> Working data:
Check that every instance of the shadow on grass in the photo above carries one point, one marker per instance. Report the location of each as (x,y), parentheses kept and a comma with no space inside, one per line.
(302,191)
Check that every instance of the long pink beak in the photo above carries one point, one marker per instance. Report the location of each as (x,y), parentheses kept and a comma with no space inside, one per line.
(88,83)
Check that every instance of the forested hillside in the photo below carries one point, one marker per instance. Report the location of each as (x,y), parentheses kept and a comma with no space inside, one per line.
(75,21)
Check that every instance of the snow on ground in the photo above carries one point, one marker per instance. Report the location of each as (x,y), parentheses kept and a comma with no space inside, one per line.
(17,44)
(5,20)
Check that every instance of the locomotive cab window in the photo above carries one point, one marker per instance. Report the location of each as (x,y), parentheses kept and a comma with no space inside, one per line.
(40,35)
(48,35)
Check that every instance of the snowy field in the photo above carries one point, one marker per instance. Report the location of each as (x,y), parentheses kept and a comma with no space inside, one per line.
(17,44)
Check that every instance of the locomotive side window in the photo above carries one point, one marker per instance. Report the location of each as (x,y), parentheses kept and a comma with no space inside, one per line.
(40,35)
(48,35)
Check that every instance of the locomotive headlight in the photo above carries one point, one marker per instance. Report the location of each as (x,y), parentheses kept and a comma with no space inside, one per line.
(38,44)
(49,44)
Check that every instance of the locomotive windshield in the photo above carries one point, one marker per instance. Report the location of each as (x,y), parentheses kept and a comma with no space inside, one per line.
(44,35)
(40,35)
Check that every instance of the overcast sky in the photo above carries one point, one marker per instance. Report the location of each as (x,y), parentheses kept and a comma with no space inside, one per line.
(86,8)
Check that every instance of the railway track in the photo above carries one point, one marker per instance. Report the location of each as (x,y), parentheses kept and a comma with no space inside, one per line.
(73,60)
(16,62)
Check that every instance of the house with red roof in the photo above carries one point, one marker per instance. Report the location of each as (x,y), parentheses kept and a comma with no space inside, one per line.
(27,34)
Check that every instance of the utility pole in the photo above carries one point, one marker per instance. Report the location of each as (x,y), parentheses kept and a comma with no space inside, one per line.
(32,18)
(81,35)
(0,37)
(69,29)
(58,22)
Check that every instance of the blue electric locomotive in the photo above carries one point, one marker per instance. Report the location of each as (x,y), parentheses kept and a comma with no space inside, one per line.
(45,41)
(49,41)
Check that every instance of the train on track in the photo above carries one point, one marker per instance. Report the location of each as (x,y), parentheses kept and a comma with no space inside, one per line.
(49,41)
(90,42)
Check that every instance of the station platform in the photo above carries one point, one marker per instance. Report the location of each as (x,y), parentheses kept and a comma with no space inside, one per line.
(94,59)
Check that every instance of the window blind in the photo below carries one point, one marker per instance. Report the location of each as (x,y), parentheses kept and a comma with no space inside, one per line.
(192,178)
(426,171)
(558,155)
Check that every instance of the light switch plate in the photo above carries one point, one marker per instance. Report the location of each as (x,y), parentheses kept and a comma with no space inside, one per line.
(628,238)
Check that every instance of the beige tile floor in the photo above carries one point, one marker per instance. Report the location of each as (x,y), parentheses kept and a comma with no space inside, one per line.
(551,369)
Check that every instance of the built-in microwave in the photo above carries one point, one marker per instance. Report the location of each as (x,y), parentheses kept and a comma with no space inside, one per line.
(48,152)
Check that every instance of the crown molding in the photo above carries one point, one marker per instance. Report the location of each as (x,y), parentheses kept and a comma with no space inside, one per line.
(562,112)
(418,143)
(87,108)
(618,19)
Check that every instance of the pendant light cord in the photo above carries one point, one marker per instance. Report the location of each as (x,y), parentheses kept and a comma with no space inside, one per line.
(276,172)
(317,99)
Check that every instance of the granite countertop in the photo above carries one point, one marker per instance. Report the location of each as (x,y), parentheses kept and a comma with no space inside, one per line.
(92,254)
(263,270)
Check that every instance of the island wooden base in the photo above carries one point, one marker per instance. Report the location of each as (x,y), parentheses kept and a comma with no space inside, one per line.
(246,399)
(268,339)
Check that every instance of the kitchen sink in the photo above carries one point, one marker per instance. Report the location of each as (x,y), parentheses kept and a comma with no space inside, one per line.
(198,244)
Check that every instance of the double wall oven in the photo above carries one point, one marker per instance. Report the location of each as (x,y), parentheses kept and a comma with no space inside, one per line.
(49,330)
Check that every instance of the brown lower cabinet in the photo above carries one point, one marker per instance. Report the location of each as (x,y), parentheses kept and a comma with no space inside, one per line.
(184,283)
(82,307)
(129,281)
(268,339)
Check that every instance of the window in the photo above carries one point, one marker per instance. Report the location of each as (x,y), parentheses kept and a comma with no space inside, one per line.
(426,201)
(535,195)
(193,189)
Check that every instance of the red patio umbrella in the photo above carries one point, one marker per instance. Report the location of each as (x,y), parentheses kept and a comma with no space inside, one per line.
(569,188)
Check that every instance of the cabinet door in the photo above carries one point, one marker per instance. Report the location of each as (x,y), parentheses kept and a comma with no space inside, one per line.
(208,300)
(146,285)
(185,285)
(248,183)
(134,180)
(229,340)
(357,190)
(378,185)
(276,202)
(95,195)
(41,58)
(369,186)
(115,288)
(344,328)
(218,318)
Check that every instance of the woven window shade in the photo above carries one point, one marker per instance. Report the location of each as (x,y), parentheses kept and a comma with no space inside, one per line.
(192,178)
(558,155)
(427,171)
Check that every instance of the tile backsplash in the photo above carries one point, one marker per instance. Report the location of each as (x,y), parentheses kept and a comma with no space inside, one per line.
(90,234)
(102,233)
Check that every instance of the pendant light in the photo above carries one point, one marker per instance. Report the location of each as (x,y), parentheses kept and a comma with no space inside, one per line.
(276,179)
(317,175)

> Task item:
The reply should contain all of the entries exactly as shown above.

> Expected output:
Check that every instance of the shadow on grass in the photo above carries one point, one marker per instance. Report the location of each as (x,y), parentheses kept and a comma with no space inside, one per line.
(302,191)
Check that every instance of the long pink beak in the photo above carries one point, one marker per instance. Report the location of each as (x,y), parentheses kept and a comma with no space inside, one per line.
(88,83)
Check that every instance of the forested hillside in the photo below carries one point, one marker per instance. Report the location of each as (x,y), parentheses kept and a comma with no space inside, one per line.
(75,21)
Check that every instance of the snow on ground in the photo above carries one point, one marker per instance. Report the location of each as (x,y), parentheses kept and a comma with no space inside, one per line.
(17,44)
(5,20)
Check that every instance of the locomotive cab window in the photo above carries one point, one marker per instance. Report the location of each as (x,y), parentheses kept and a comma with no space inside, one per line.
(40,35)
(48,35)
Check that every instance of the snowy field in the photo above carries one point, one marker per instance. Report the location of each as (x,y), parentheses kept and a comma with no space inside, one per line.
(17,44)
Check that every instance of the locomotive side window in the photo above carries one point, one marker per instance. Report the location of each as (x,y), parentheses kept and a comma with no space inside, one per line.
(40,35)
(48,35)
Check that every instance of the locomotive headlight in the photo above carries one point, one marker per instance. Report the location of each as (x,y), parentheses kept and a comma with no space inside, one per line.
(38,44)
(49,44)
Check that every instance of the locomotive windshield in the photo above carries one point, one marker per instance. Report the location of each as (x,y), parentheses kept and a comma with no space inside, one per line.
(44,35)
(40,35)
Check that every instance of the overcast sky in the photo above carries one point, one marker per instance. Report the location of each as (x,y), parentheses kept and a comma with no space inside, one per line.
(86,8)
Check that every instance of the railway track in the photo above carries one point, one marker per instance. Report the location of each as (x,y), parentheses kept and a comma with no space inside, one per line.
(73,60)
(16,62)
Check that every instance of the house with red roof in the photo above carries one point, one marker per instance. Report the location of each as (x,y), parentheses kept and a comma with no space inside, one per line.
(27,34)
Check that every instance of the utility pole in the photo above carries one point, one marker per instance. Report the location of each as (x,y), parentheses kept and a comma with no space inside, one per line.
(32,18)
(81,35)
(0,37)
(69,29)
(58,22)
Check that every instance of the blue electric locomotive in the photo above carries one point, one marker per instance. Report the location of each as (x,y), parentheses kept and a comma with no space inside, one per line.
(45,41)
(49,41)
Check that every instance of the train on track in the photo above carries one point, one marker per instance. Report the location of each as (x,y), parentheses kept and a comma with no space inside, one per line.
(49,41)
(90,42)
Check that every instance of the station platform in the photo above carries one point, one marker per instance. Report the location of each as (x,y), parentheses kept and a comma with no space inside, one per line.
(94,59)
Check that every instance of the window blind in the photo below carries one point, one marker per instance. Report the location of each as (x,y), parentheses kept and a comma with no space inside, one per line.
(192,178)
(426,171)
(558,155)
Check that every instance of the light switch plate in the photo above carries one point, one marker per instance. Report the location of each as (x,y), parentheses kept and a comma with no space inside, one per line.
(628,238)
Check that every instance of the beige tile floor in the photo above carries one point, one marker per instance. Report the location of each as (x,y), parentheses kept and a comma with no space inside, one per line.
(551,369)
Check that every instance of the built-in microwave in the photo above carries one point, one marker per instance. Report the location of each as (x,y), parentheses kept and a comma with no space inside, one per line.
(48,152)
Check that every instance of the crown molding in the photo above carries one point, one marker per instance. Report the location of each as (x,y), parentheses kept and a comma with no space inside, one per line.
(562,112)
(418,143)
(87,108)
(618,19)
Check that every instance of the pendant light cord in the photo above carries one point, one marker per instance. Report the location of each as (x,y), parentheses kept and a comma with no space inside, one per line.
(276,172)
(317,99)
Check that every instance of the granite countertop in the photo above carries one point, one marker per instance. Report the location of each as (x,y), parentheses kept and a comma with no space inside, one per line.
(92,254)
(263,270)
Check that every instance of the island wooden base in the photo above carries one point, one marker per instance. Report the location of each as (x,y), parentheses kept and a comma with no space inside, one per line.
(246,399)
(268,339)
Check that every instance of the kitchen sink in the photo above carries one point, one marker per instance. Report the location of each as (x,y), parentheses kept and a comma with no space inside, one per line.
(198,244)
Check that every instance of the double wall oven in the photo above carries one point, one marker per instance. Report the location of each as (x,y), parentheses kept and a comma with no space inside, one per line.
(49,330)
Check that every instance of the brown lower cabinet in the photo above carries one point, one marker per instance. Report the location of each as (x,y), parentheses kept and a comma with no space inside, one per line.
(184,283)
(82,307)
(129,281)
(268,339)
Check that every instance of the window in the photo above carries one point, one marker per instance. Report the location of each as (x,y), parentheses kept and a comma with no space inside, one per line.
(426,201)
(535,195)
(193,189)
Check that every instance of the red patio umbrella in the photo above carries one point, one marker per instance. Report the location of each as (x,y), parentheses kept and a comma with no space inside, one per line.
(569,188)
Check that every instance of the cabinet door in the photo above carries one point, one marker per instance. Report the location of each as (x,y), parentheses kept and a comma with no space inside, one per line.
(208,300)
(146,285)
(185,285)
(248,183)
(134,180)
(229,340)
(357,190)
(378,185)
(276,202)
(95,195)
(41,58)
(369,186)
(115,288)
(344,328)
(218,318)
Check that every instance of the woven window shade in the photo above carries one point, one marker per instance. Report the location of each as (x,y), parentheses kept and a comma with no space inside, one per line.
(192,178)
(558,155)
(427,171)
Check that every instance of the tile backsplash in the photo above carries one point, one marker per instance. Report the location of each as (x,y), parentheses kept and a comma with no space inside, one per line.
(90,234)
(102,233)
Check that every instance of the pendant light in the photo above carries one point, one marker per instance. Report the location of each as (x,y), parentheses kept and a comma with no space inside, one per line.
(276,179)
(317,175)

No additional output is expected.